_WHAT IS BEING ASKED_: Check the entries below and say how many lines include the word "clicks". No other text is wanted.

RECORDS FOR PROCESSING Start Marker

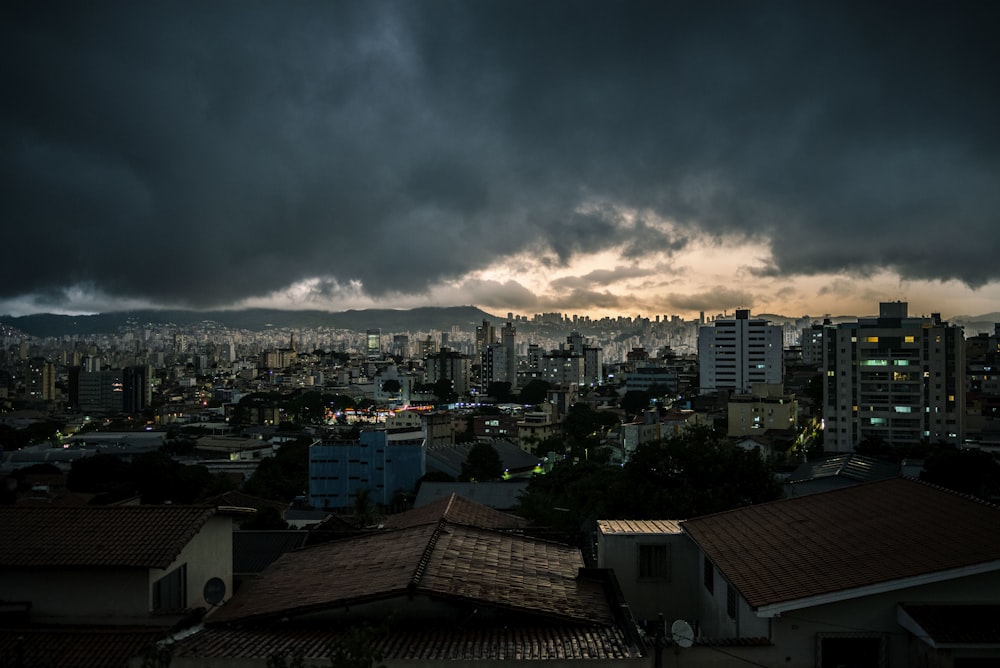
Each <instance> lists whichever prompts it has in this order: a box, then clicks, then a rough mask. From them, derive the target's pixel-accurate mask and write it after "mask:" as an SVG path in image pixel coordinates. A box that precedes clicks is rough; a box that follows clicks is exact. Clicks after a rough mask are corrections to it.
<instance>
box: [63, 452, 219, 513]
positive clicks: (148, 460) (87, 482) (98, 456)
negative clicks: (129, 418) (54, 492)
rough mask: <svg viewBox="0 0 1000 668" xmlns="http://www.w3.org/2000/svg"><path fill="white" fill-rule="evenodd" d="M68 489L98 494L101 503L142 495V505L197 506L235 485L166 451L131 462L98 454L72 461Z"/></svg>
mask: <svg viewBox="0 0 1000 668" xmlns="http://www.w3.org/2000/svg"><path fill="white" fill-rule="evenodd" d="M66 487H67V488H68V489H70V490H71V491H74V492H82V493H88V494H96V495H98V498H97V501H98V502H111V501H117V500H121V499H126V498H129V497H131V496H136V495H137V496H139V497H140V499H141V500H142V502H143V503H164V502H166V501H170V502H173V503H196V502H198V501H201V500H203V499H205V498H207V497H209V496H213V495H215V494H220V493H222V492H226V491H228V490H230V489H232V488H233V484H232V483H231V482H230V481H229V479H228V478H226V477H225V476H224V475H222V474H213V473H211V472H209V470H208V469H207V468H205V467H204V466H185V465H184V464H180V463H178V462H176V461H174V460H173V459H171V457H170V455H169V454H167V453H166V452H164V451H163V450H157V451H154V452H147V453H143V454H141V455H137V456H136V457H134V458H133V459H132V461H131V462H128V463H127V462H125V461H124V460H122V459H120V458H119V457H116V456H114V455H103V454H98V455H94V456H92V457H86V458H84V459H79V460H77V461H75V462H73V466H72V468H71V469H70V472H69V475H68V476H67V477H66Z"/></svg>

RECORDS FOR PROCESSING End Marker
RECORDS FOR PROCESSING Start Marker

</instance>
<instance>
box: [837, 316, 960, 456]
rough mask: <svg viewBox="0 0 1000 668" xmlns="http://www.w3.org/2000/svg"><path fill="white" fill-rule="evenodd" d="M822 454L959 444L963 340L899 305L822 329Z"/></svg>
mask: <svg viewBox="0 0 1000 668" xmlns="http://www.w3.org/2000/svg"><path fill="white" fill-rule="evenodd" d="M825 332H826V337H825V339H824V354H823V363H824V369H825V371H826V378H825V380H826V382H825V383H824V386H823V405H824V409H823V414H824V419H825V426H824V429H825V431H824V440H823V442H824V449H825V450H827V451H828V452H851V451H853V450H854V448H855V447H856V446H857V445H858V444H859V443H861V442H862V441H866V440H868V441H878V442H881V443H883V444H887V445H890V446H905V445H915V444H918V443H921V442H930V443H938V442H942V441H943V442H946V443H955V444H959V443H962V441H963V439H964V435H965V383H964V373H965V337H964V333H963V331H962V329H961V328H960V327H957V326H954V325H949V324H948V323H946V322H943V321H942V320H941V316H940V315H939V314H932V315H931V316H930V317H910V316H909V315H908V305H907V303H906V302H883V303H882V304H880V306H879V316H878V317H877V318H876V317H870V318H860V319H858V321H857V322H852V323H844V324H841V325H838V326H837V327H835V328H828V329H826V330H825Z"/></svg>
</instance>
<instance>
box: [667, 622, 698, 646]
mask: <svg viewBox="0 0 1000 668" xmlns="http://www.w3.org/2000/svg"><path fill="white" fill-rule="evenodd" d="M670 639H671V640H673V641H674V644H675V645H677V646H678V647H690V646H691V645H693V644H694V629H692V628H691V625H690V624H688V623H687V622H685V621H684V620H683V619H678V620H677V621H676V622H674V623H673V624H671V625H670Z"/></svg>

RECORDS FOR PROCESSING End Marker

_RESULT OF THIS EXERCISE_: 3